What you will do:
Answer the following from the passage on notary services below, one line each:
(a) What determines which notary laws and requirements apply to a notarization?
(b) Which institutions often provide notary services free of charge to their clients?
(c) Why can a person not be refused notary services for not being a customer?

Notary laws are not federally mandated. Therefore, laws and requirements vary depending on the state where the notarization is taking place. Be sure to check your local notary laws to ensure a valid notarization.

Where can I find a Notary?

Notaries are far more common than you may think. In fact, there are millions of certified notaries in the United States alone. The hours, pricing, and availability of notaries vary locally. However, here are a few places you can typically find notary services:

  • Your place of business! – Save yourself the hassle of running around town, many companies have a notary on staff for business use. However, they will typically allow employees to use their services for personal use as well
  • Financial Institutions – Banks and local credit unions almost always offer notary services. Better yet, if you are a client their services are often complimentary
  • Colleges and Universities – Many educational institutions offer free or low-cost notary services to students and faculty
  • Car dealerships, Insurance offices, and real estate agencies – Due to high notarization demand internally, certain businesses will have a notary on staff that is also available for public use
  • Mobile Notaries – Better yet, have a notary come to you! This option is prominent in large cities. Naturally, this premium service can have a high price tag. However, you will save valuable time

Keep in mind that notaries are official representatives of the state. Therefore, they serve the public. For this reason, you cannot get turned away for notary services if you are not a customer of any of the above places.

Records shown:
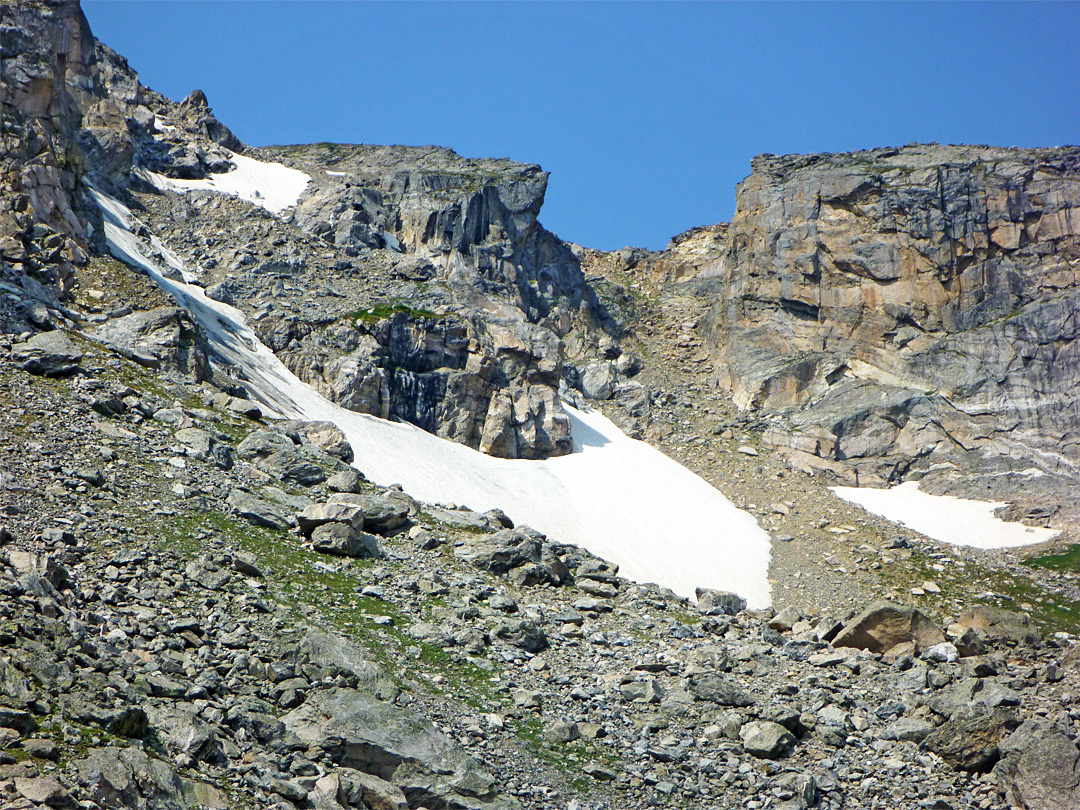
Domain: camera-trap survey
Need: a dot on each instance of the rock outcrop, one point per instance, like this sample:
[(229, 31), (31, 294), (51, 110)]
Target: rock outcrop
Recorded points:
[(905, 308)]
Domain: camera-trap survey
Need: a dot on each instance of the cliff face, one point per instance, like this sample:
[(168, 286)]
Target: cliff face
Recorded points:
[(948, 273), (471, 223)]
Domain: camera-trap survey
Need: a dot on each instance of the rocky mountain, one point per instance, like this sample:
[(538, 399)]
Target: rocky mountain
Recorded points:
[(206, 605)]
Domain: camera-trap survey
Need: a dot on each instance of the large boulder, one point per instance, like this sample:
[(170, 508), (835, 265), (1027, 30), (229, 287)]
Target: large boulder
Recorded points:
[(1040, 768), (318, 514), (259, 512), (129, 778), (500, 552), (343, 540), (160, 338), (998, 624), (48, 353), (971, 743), (324, 435), (882, 625), (767, 740), (337, 655), (359, 731), (381, 515)]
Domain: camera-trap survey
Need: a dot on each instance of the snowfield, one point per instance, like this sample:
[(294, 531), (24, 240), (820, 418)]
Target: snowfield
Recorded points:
[(955, 521), (271, 186), (617, 497)]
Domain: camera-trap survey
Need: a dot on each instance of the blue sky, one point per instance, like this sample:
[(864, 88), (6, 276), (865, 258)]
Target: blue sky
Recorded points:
[(646, 115)]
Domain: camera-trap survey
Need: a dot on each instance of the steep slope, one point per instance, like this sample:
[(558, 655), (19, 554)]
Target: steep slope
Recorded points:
[(203, 605), (910, 312)]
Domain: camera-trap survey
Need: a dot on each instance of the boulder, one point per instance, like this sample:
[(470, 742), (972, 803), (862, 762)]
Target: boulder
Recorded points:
[(129, 778), (381, 515), (316, 514), (500, 552), (998, 624), (1039, 768), (337, 655), (324, 435), (716, 603), (882, 625), (342, 540), (259, 512), (598, 380), (160, 338), (43, 791), (292, 468), (971, 743), (907, 729), (719, 689), (767, 740), (48, 353), (347, 787), (183, 730), (364, 733)]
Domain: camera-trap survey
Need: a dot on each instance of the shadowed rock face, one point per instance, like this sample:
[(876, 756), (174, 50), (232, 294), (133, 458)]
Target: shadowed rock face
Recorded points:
[(471, 223), (948, 273)]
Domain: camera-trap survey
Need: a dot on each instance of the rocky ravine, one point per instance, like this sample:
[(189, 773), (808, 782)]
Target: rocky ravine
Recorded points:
[(204, 608), (910, 313)]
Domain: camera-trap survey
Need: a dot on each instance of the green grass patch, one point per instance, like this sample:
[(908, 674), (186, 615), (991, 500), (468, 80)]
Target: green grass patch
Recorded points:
[(382, 311), (1067, 562)]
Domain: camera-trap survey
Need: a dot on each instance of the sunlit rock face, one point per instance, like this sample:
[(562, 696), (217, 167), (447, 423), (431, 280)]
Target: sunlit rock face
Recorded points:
[(909, 301)]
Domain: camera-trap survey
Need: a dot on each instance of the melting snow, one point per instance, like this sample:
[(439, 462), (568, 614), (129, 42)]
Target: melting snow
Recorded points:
[(617, 497), (271, 186), (956, 521)]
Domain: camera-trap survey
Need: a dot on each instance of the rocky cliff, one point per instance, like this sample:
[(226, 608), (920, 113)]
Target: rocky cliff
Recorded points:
[(420, 225), (906, 308), (204, 607)]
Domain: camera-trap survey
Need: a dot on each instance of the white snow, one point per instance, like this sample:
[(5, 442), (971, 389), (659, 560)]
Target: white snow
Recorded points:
[(271, 186), (617, 497), (955, 521)]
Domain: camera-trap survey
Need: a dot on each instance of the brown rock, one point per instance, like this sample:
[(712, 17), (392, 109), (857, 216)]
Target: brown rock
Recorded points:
[(971, 743), (883, 625)]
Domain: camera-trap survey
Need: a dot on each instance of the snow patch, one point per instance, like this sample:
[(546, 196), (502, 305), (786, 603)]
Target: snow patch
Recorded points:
[(619, 498), (271, 186), (955, 521)]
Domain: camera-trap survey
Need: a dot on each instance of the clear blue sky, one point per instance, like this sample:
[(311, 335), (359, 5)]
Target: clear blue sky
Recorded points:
[(646, 115)]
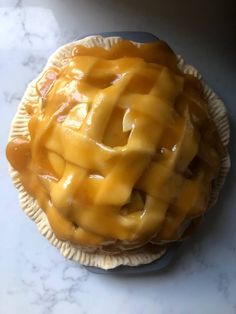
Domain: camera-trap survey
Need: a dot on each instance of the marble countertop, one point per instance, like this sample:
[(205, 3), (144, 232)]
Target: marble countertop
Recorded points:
[(35, 278)]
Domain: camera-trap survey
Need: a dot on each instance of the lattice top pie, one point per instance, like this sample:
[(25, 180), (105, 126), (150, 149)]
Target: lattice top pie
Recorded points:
[(120, 150)]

Correct result:
(a) The state where the notarization takes place.
(b) Financial institutions, namely banks and local credit unions.
(c) Notaries are official representatives of the state and therefore serve the public.